* [AIM OF THE EXERCISE] Write out the lines below word for word, with every character and line break kept the same.

++++++

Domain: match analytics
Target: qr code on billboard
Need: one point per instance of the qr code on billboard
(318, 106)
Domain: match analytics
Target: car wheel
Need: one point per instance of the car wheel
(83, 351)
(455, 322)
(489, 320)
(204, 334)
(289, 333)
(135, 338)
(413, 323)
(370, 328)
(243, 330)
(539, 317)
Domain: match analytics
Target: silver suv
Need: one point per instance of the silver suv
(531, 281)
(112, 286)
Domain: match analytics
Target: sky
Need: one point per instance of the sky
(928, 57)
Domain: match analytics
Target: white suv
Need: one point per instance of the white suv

++++++

* [THE RESPONSE]
Domain: match analytics
Target: qr code on billboard
Need: one point per instance of the qr code on billboard
(318, 106)
Domain: match analytics
Target: car wheel
Need: one point per instance of the car wheel
(83, 351)
(455, 322)
(489, 320)
(204, 334)
(289, 333)
(135, 338)
(413, 323)
(370, 328)
(243, 330)
(539, 317)
Domain: match analytics
Target: silver suv
Need: one point per instance of the silver suv
(531, 281)
(112, 286)
Domain: match analytics
Target: sky
Need: one point per instance of the sky
(928, 57)
Domain: match analytics
Target: white suv
Need: one point per instance of the white suv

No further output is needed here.